== Gestellte Aufgabe 1 ==
Suche in der Auflistung unten jede Zeile mit der Zeichenfolge „instrument“ und schreibe diese Zeilen ab.

== Vorliegender Textauszug ==
^^^^^^^^^^^^^^^^

Achtung: Dieser Beitrag enthält Spoiler. Wenn ihr die darin behandelten Bücher  nicht kennt und noch lesen möchtet, solltet ihr euch den Artikel erst später ansehen. Bei den mit Sternen markierten Romanen fällt der Spoiler besonders groß aus und nimmt zentrale Inhalte und Teile des Endes vorweg.
Auf folgende Bücher gehe ich ein:

  • Kiernan, Celine: Die Moorehawke-Trilogie (Schattenpfade, Geisterpfade, Königspfade)
  • Lebert, Benjamin: Mitternachtsweg*
  • Poschmann, Marion: Die Kieferninseln*
  • Rowell, Rainbow: Aufstieg und Fall des außerordentlichen Simon Snow
  • Rowling, J. K.: Harry Potter-Reihe 

»Geisterwelten« ist das erste Thema unseres Buchlabors, das auf dem Heidelberger Litcamp in diesem Jahr von Eva initiiert wurde. Ein Thema, zu dem man einiges schreiben kann. In den Beiträgen der anderen Blogger könnt ihr hier stöbern:

  • Eva geht dem Ursprung der Geister auf den Grund.
  • Babsi fragt, warum Geister eigentlich so unheimlich sind.
  • Vanessa beschäftigt sich mit Geistern in Japan.

Da ich kein Literaturwissenschaftler bin und mich mit Fachliteratur in diesem Bereich nicht auskenne, habe ich anders angefangen. Ich habe alle Bücher zusammengekramt, die ich in den letzten drei Jahren gelesen habe und in denen Geister vorkommen. Das sind gar nicht so viele, wie ich gedacht habe. Insgesamt fünf Bücher, bzw. Reihen habe ich gefunden.

^^^^^^^^^^^^^^^^

== Vorliegende Datensätze ==
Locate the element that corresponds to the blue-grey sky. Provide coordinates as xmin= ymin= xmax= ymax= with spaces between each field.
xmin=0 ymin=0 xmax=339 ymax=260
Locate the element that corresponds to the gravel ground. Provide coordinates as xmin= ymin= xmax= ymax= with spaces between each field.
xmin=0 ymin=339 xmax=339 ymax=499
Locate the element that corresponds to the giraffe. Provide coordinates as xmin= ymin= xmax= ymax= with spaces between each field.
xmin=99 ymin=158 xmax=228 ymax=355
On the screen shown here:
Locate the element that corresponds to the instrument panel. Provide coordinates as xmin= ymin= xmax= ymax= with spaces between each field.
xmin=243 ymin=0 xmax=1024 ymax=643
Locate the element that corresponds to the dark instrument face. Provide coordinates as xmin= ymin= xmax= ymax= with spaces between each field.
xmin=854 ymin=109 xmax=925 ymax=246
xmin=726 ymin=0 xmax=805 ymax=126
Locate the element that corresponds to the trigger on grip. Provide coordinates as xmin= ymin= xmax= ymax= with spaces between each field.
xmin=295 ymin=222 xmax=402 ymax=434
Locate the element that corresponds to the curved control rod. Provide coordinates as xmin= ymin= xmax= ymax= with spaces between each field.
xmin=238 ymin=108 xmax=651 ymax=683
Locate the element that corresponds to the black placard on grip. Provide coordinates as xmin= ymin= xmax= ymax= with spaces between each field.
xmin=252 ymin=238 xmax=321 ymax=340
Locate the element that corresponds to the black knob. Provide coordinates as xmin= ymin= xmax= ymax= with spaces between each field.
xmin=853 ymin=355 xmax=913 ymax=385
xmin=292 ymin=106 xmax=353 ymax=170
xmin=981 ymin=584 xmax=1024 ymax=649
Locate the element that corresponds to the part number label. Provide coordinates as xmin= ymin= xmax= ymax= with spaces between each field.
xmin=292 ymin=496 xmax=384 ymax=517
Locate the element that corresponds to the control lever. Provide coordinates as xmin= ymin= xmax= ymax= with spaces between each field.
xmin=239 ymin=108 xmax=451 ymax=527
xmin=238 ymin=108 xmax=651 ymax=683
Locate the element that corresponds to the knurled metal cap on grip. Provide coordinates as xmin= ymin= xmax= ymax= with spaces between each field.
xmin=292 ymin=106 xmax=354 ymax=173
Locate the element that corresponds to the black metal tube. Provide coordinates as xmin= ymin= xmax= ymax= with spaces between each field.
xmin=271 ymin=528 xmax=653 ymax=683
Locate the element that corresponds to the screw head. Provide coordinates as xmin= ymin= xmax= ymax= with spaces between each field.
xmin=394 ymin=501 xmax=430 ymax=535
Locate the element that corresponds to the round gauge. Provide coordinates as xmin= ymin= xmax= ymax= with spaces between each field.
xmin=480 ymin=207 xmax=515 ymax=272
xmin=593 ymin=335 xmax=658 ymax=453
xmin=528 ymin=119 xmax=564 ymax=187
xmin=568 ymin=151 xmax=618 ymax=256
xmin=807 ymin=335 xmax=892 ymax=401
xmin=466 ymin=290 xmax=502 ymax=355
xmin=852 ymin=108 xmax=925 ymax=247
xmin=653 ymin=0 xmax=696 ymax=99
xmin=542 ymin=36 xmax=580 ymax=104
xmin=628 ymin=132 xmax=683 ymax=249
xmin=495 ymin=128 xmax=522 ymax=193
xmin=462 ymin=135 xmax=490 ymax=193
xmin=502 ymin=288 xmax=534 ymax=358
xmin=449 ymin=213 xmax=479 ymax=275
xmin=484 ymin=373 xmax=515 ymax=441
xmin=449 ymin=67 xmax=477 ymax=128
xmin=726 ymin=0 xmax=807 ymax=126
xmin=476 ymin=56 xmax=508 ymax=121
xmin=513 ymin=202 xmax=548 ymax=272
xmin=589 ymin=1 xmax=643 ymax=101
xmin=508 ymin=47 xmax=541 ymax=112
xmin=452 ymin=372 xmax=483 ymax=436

^^^^^^^^^^^^^^^^

== Gestellte Aufgabe 2 ==
Treffen die folgenden Aussagen laut dem Beitrag über Geister in Büchern zu? Antworte jeweils mit Ja oder Nein und zitiere die entscheidenden Worte des Textes.
(a) Herangezogen werden Bücher, die in den letzten fünf Jahren gelesen wurden.
(b) Das Thema »Geisterwelten« wurde auf dem Heidelberger Litcamp von Eva initiiert.
(c) Bei den mit Sternen markierten Romanen fällt der Spoiler kleiner aus.

== Richtige Antwort 1 ==
Locate the element that corresponds to the instrument panel. Provide coordinates as xmin= ymin= xmax= ymax= with spaces between each field.
Locate the element that corresponds to the dark instrument face. Provide coordinates as xmin= ymin= xmax= ymax= with spaces between each field.

== Richtige Antwort 2 ==
(a) Nein: „die ich in den letzten drei Jahren gelesen habe“
(b) Ja: „das auf dem Heidelberger Litcamp in diesem Jahr von Eva initiiert wurde“
(c) Nein: „Bei den mit Sternen markierten Romanen fällt der Spoiler besonders groß aus“